Transcreva, na ordem em que aparecem, todas as passagens em latim do trecho sobre os desposórios de Deus com a Virgem.

Texto citado:
========
E agora é que havemos de saber, como deixei prometido, quando se celebraram estes desposórios, e onde. O tempo foi o dia da Encarnação, o lugar o tálamo virginal do sagrado ventre, que é o fundamento de quanto temos dito e havemos de dizer. Chama Deus à Virgem Irmã, e Esposa: Soror mea Sponsa. Irmã, porque então tomou Deus a natureza humana; Esposa, porque na união da natureza humana com a divina consistiram os desposórios; e aqui é que fez aquela troca dos corações, e união ou sujeição das vontades. Qual vos parece que foi a razão por que, tendo Deus decretado de unir a si a natureza humana, e podendo-a tomar doutro modo e doutra parte, a tomou das entranhas da Virgem Maria? A razão foi, diz altissimamente S. Bernardo, porque pedia a conveniência e proporção natural que, onde se achava a maior união das vontades, se fizesse também a maior união das naturezas: Cum Deus sit in omnibus sanctis propter concordiam voluntatis, specialiter tamen cum Maria, cum qua utique tanta ei consentio fuit, ut illius non solum voluntatem, sed etiam carnem sibi conjungeret, ac sic de sua, Virginisque substantia Christum efficeret, vel potius unus Christus fieret[18]: Deus está em todos os santos por concórdia da vontade; mas foi tão superior sobre todos a união que a vontade de Deus tinha com a vontade da Virgem, que o fim por que o mesmo Deus encarnou nela é dela foi para que, assim como da vontade de Deus e da vontade da Virgem se compunha uma só vontade, assim da substância do mesmo Deus e da substância da mesma Virgem se compusesse uma só Pessoa, que foi a de seu Filho. - Oh! maravilha sobre todas as maravilhas, que as conseqüências da natureza e vontade que só se achavam na divindade de Deus, com uma troca não menos admirável se achem também na natureza e vontade da Virgem! Entre o Padre e o Filho, porque é uma só a substância e uma só a vontade, e entre Deus e a Virgem, porque era uma só a vontade, fez ele que se unissem em uma só substância. Lá dois supostos unidos em uma só vontade, cá duas vontades unidas em um só suposto. E como a união da vontade de Deus com a da Virgem é tão grande que dela resultou a do mesmo Verbo Encarnado no beatíssimo ventre, que muito é que a vontade da Virgem leve após si a vontade de Deus no céu, assim como levava ao mesmo Deus na terra, quando o tinha em si: Qui te portavit?
========
Excerto dos dados:
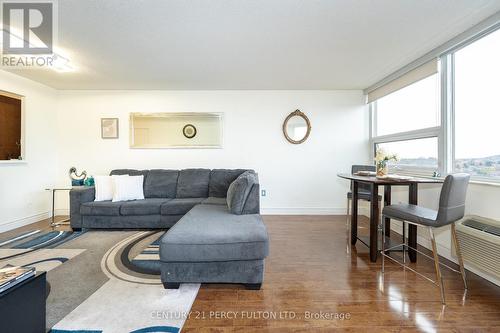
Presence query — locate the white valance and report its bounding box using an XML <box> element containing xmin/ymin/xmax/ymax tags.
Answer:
<box><xmin>367</xmin><ymin>58</ymin><xmax>438</xmax><ymax>103</ymax></box>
========
Resposta final:
1. Soror mea Sponsa
2. Cum Deus sit in omnibus sanctis propter concordiam voluntatis, specialiter tamen cum Maria, cum qua utique tanta ei consentio fuit, ut illius non solum voluntatem, sed etiam carnem sibi conjungeret, ac sic de sua, Virginisque substantia Christum efficeret, vel potius unus Christus fieret
3. Qui te portavit?